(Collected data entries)
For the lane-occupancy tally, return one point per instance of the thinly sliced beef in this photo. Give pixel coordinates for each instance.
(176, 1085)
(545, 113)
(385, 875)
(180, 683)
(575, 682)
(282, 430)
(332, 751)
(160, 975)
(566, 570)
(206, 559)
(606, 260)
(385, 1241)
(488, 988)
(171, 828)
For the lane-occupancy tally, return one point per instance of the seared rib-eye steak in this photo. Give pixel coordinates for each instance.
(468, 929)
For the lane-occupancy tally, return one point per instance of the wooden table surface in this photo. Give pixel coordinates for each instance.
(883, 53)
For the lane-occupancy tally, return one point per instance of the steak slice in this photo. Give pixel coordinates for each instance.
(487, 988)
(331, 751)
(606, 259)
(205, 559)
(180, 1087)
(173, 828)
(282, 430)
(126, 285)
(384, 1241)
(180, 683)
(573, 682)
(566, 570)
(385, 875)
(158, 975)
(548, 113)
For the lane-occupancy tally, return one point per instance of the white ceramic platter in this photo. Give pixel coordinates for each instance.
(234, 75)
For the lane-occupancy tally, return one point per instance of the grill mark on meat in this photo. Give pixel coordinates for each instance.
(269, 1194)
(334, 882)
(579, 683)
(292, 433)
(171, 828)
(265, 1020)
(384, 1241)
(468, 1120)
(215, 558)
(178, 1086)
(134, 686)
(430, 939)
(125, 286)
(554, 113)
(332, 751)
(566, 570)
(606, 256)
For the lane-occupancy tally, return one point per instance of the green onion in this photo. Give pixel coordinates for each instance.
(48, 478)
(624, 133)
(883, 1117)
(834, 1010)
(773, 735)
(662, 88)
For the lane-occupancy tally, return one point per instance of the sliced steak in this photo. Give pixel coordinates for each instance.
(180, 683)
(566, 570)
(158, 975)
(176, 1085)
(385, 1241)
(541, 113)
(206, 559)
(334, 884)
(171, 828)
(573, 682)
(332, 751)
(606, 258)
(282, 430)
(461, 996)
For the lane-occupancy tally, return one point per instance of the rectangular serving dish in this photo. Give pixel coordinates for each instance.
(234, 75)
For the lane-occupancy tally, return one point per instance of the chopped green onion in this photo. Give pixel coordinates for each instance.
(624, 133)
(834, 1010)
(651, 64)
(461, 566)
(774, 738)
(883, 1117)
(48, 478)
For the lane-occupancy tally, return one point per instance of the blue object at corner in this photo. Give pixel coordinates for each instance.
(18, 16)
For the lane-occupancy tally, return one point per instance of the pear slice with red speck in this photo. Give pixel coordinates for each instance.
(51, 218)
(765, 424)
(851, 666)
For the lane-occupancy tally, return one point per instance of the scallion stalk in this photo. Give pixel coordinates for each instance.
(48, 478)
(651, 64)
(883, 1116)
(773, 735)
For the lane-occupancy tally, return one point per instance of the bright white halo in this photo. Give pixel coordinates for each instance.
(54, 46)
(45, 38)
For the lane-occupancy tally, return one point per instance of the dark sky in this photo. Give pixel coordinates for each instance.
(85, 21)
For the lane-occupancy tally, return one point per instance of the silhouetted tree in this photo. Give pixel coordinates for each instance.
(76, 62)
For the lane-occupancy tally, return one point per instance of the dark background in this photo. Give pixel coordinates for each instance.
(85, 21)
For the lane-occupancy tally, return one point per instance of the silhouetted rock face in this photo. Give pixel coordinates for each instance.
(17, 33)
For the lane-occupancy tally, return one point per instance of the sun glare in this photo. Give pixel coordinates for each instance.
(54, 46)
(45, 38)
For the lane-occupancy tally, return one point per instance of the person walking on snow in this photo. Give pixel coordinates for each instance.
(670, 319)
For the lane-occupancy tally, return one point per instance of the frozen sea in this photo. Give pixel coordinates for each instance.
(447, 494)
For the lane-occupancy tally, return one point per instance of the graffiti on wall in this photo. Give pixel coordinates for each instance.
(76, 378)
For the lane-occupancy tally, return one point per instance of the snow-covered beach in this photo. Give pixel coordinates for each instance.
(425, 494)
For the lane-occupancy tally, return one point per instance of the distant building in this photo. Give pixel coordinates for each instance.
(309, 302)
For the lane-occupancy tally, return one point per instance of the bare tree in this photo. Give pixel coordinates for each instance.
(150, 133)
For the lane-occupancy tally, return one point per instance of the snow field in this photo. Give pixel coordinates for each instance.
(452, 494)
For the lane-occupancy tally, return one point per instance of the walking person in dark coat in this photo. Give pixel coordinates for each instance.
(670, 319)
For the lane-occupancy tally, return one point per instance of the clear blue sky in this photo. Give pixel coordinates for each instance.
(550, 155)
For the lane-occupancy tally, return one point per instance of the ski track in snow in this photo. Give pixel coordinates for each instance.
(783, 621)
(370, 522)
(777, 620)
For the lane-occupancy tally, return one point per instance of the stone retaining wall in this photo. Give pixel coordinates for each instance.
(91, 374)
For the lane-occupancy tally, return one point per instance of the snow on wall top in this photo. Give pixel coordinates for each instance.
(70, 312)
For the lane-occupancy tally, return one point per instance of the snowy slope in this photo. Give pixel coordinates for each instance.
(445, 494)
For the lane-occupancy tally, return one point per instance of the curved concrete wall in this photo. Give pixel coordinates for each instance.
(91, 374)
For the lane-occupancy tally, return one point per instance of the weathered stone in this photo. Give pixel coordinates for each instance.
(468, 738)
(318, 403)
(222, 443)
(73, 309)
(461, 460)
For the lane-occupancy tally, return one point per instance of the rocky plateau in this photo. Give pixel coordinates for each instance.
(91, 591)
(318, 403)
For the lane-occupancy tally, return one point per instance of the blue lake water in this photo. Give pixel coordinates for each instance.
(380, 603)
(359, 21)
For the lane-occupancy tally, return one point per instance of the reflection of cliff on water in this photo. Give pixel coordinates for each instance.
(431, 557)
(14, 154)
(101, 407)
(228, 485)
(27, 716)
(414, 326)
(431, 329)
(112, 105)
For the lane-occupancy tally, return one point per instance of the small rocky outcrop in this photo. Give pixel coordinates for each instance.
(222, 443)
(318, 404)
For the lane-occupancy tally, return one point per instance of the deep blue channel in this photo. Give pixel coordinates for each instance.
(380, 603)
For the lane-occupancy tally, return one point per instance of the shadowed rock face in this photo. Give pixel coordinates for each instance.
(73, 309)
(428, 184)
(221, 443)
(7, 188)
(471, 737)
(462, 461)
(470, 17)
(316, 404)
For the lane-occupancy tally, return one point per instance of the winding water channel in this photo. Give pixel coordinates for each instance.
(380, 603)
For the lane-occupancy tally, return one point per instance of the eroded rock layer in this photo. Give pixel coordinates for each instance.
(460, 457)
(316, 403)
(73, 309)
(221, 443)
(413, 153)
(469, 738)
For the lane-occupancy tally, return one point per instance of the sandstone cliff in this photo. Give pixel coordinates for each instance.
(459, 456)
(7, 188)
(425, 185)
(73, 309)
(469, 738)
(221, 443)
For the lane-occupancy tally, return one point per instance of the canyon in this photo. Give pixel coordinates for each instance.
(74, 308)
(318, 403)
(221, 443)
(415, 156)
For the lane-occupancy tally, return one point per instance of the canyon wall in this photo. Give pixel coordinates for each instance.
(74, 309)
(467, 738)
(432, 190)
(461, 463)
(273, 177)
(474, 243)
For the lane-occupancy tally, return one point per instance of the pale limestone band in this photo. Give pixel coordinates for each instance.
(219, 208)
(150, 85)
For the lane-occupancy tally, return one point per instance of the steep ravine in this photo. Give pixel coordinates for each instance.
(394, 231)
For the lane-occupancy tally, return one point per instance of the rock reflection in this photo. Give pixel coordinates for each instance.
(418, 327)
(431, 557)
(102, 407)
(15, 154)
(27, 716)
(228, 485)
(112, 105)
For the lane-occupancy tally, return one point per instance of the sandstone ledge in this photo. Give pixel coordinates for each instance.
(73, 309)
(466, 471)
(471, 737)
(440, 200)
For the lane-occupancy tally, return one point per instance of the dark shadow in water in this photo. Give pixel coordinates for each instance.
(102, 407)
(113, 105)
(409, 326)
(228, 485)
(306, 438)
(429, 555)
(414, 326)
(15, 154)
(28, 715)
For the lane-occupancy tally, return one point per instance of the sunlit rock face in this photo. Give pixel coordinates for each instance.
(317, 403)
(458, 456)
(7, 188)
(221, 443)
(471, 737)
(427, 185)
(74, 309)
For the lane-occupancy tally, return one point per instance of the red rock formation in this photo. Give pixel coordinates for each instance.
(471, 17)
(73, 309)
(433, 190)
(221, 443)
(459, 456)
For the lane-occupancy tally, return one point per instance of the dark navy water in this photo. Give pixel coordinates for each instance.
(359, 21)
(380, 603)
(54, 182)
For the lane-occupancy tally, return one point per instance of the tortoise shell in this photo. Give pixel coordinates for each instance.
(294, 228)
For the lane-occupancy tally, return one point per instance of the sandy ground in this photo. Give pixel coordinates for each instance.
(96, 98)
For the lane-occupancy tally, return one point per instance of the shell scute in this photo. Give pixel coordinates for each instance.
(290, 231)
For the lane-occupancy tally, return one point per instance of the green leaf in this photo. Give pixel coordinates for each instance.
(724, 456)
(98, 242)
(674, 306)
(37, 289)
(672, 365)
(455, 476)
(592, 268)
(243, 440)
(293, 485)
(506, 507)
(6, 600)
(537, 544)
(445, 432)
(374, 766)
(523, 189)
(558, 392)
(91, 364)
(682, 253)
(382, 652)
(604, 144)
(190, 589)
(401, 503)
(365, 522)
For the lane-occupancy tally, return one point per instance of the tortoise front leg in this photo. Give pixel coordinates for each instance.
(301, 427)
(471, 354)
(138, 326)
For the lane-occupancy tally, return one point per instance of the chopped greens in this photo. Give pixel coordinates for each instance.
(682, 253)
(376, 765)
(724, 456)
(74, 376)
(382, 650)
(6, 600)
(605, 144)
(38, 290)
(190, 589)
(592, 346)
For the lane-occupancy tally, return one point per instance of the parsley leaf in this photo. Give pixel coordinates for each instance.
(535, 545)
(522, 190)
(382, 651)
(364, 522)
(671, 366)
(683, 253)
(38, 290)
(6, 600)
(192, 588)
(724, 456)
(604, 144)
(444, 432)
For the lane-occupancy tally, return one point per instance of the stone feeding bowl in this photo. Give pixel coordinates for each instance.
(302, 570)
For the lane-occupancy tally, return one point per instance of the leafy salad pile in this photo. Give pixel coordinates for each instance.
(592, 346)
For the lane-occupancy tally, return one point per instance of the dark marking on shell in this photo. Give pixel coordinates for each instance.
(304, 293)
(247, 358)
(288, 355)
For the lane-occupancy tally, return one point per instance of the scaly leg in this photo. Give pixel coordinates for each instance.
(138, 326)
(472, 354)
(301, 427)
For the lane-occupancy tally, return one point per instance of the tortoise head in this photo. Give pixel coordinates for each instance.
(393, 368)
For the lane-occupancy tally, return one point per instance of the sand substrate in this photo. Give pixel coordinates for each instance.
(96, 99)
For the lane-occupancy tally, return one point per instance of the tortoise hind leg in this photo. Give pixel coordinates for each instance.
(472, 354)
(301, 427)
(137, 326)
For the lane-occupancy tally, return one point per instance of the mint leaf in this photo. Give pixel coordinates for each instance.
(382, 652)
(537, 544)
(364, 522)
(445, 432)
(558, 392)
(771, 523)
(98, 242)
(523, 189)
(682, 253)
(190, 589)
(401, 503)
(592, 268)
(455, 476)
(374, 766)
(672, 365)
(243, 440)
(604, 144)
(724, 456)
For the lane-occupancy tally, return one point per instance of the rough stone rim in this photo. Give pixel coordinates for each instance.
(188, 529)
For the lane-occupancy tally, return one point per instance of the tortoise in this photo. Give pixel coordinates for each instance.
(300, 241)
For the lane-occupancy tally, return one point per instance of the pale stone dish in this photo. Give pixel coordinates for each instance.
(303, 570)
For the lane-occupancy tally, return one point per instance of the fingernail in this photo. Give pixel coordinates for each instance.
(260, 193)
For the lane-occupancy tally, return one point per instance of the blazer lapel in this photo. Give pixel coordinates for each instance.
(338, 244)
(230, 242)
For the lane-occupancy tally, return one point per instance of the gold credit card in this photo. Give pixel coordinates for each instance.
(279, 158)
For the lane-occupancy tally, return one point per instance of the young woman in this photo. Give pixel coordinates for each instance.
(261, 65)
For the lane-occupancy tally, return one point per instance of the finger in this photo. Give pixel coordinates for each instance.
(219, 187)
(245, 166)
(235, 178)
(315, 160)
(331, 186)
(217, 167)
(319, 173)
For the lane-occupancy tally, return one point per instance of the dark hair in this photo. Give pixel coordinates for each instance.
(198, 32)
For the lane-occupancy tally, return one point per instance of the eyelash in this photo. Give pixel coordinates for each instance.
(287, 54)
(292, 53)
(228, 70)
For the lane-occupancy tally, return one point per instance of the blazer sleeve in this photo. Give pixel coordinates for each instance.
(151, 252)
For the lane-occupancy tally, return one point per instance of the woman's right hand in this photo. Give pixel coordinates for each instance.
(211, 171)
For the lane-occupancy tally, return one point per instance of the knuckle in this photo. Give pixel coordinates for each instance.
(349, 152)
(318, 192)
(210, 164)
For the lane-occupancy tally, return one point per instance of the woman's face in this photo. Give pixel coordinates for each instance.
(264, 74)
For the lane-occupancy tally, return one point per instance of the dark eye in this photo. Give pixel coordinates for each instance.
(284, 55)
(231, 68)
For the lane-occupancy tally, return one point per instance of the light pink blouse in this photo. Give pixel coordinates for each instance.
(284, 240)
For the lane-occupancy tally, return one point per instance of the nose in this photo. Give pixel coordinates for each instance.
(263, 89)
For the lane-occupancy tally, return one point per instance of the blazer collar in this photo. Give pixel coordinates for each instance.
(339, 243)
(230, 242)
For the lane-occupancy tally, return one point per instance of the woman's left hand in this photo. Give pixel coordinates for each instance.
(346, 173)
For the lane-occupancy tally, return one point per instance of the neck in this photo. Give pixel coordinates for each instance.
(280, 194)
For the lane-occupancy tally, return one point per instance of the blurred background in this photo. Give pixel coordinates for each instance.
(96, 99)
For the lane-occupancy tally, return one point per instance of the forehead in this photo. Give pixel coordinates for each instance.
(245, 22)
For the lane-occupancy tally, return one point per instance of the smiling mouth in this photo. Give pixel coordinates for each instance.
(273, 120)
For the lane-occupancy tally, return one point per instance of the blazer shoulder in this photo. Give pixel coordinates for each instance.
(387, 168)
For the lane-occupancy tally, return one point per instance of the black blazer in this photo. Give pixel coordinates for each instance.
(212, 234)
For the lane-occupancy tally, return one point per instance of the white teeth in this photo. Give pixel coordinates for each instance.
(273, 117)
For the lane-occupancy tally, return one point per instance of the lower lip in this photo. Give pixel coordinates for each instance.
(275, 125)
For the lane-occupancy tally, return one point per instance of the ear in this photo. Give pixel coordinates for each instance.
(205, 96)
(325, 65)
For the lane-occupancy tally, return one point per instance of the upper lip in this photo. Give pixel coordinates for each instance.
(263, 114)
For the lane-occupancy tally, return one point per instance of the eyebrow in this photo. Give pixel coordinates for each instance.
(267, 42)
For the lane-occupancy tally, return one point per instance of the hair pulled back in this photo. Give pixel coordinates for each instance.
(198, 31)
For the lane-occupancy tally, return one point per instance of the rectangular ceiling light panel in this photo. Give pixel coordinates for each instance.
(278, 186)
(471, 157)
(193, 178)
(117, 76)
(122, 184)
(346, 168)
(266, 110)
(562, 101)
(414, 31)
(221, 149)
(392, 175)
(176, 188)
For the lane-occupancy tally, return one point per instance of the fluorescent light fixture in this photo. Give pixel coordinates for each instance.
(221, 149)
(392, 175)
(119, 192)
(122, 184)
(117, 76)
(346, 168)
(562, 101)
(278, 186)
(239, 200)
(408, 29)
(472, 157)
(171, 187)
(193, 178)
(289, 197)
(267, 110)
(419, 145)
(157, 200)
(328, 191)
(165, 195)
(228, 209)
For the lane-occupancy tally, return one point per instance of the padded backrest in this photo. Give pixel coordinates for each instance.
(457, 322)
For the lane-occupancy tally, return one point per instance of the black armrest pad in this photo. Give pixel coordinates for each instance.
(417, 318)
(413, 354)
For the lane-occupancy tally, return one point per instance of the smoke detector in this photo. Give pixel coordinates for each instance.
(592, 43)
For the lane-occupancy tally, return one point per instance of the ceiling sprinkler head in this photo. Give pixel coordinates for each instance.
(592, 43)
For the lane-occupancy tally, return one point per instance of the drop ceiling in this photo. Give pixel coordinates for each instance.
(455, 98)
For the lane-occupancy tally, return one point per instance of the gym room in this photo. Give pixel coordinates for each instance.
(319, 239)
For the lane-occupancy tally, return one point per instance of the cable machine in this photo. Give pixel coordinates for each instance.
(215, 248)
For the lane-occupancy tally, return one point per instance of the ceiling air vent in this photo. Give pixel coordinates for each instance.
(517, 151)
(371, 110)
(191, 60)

#### WORK REQUIRED
All lines from the one containing "of the smoke" through the last line of the data, both included, are to be retyped exactly, and no other line belongs in the answer.

#### RESULT OF THIS EXERCISE
For the lane-occupancy tally, return one point per instance of the smoke detector in this photo. Give pixel coordinates for each instance.
(592, 43)
For the lane-occupancy tally, return one point per instance of the ceiling sprinkler head in this photo. Give pixel coordinates for each instance.
(592, 43)
For the lane-occupancy tally, return one point per instance of the drop ceiling in this photo. Give pixel coordinates for each instance.
(455, 98)
For the lane-occupancy tally, return one point per instance of the gym room in this photo. Give pixel coordinates for each instance.
(319, 239)
For the lane-occupancy tally, return one point per instance of the cable machine in this photo. Give pixel coordinates for each instance.
(215, 248)
For the lane-occupancy tally, return one point per instance of the ceiling air vent in this photo. Give pixel coordinates for each instance.
(517, 151)
(371, 110)
(191, 60)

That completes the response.